→ **Exercise passage**:
BEGIN
Stroock Client Alert

By: Chris Griner, Shannon Reaves, Gregory Jaeger, Christopher R. Brewster, Jonathan A. Labib, Erin Bruce Iacobucci

The Wall Street Journal[1] and other publications recently reported that the Committee on Foreign Investment in the United States (CFIUS) will play a key role in the Biden Administration’s efforts to rein in Chinese investments that could threaten U.S. national security.  We agree.  

These news reports are in line with an article we published last December in Bloomberg Law.[2]  At that time, we noted that the Biden Administration will follow certain “norms” that had characterized reviews prior to the last Administration – including the confidential treatment of filings.  We also emphasized that the new Administration “will challenge foreign investment, especially Chinese investment, whenever it is deemed a threat to national security.”  Although we expect the majority of Chinese investments to clear CFIUS review, we noted that they will get close attention, that “Chinese buyers must be prepared to mitigate risks associated with U.S. acquisitions,” and that this scrutiny may require “the divestment of sensitive operations.”

Foreign investments – let alone acquisitions – in certain high tech companies will simply be off limits to investors from non-allied countries, especially Russia and China.  And we might add – not just high tech.  For example, the COVID pandemic has demonstrated the critical importance of “low tech” medical gear – and has highlighted longstanding concerns about the integrity of the supply chain for defense articles.  Legislative reforms have targeted investments that can provide access to personal data – as well as real estate transactions in close proximity to sensitive government installations and infrastructure.   

CFIUS has now staffed up a task force to identify “non-notified” transactions – investments and acquisitions that were not submitted for CFIUS review, including seed investments in sensitive start-ups.  A special concern is investments through intermediaries, where the funding sources are unclear.  Reportedly, at least two dozen firms are now the subject of CFIUS inquiries.  This will continue – and expand.  Transactions that are not cleared through CFIUS are subject to review and potential divestment orders in perpetuity.  In such cases, restructuring is virtually guaranteed to clear CFIUS – and divestment is always possible. 

 Our takeaways:

  • As investments in high tech, national security, and critical infrastructure get tougher for Chinese and other non-allied investors, there will be new opportunities for investors from allied countries.  The United States remains open to foreign investment, and investors from allied countries will clearly have an upper hand in government reviews.  This also means that investors are less likely to encounter competition from Chinese bidders, a factor that sometimes served to drive prices above market in the past.
END
→ **Extracted material**:
BEGIN
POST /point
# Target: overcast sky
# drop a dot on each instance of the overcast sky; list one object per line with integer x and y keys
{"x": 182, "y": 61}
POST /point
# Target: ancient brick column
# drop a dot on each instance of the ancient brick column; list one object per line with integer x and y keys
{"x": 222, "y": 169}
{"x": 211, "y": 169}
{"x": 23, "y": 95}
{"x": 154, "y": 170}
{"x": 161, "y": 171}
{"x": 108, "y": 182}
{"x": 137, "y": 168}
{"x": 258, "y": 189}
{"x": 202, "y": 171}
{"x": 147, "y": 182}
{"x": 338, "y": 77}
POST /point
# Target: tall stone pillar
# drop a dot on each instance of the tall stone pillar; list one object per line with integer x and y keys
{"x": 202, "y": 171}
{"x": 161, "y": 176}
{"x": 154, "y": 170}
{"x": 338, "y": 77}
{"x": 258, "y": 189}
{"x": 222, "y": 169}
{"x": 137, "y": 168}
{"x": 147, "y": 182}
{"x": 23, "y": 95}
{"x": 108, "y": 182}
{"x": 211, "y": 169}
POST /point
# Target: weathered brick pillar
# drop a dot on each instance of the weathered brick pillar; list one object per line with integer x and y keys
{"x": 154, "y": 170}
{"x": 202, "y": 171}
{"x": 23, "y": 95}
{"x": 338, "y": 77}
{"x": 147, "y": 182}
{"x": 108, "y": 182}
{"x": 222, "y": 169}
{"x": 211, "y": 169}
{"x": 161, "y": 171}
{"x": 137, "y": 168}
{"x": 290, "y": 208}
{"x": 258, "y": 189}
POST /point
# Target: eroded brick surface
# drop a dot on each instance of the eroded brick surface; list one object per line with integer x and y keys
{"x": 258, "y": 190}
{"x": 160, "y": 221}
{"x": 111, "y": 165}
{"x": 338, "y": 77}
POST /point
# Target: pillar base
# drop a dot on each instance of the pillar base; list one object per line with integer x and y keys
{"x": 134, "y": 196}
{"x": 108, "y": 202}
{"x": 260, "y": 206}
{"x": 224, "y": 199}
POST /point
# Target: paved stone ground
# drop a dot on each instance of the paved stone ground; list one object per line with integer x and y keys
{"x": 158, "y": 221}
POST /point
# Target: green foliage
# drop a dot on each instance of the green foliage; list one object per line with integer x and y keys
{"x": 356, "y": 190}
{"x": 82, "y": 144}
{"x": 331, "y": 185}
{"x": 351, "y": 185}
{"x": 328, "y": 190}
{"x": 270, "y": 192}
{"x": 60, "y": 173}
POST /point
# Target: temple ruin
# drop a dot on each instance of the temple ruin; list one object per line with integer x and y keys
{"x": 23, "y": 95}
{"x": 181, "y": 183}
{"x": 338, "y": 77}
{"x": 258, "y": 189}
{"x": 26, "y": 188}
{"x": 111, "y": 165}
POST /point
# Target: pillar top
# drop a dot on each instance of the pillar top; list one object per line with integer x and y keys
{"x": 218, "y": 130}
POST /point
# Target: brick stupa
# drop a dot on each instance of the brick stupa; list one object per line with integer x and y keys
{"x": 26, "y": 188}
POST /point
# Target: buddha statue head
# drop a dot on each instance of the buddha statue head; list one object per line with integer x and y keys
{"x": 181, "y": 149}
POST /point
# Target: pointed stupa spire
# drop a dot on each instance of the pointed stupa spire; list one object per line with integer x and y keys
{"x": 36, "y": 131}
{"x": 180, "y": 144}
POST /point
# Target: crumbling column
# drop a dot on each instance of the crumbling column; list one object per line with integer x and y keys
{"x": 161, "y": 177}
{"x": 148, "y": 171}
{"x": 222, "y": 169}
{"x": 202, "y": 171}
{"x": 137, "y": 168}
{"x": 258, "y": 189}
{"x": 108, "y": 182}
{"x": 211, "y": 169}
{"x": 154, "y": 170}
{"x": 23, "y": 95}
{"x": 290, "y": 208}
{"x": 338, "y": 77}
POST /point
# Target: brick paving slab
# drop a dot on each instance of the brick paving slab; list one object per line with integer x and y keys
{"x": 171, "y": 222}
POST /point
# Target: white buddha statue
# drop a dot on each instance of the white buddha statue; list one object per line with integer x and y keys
END
→ **Task objective**: Rewrite the section of the Stroock client alert between "By: Chris Griner, Shannon" and "security.  We agree.", inclusive, substituting "current Administration" for "Biden Administration".

→ **Answer box**:
By: Chris Griner, Shannon Reaves, Gregory Jaeger, Christopher R. Brewster, Jonathan A. Labib, Erin Bruce Iacobucci

The Wall Street Journal[1] and other publications recently reported that the Committee on Foreign Investment in the United States (CFIUS) will play a key role in the current Administration’s efforts to rein in Chinese investments that could threaten U.S. national security.  We agree.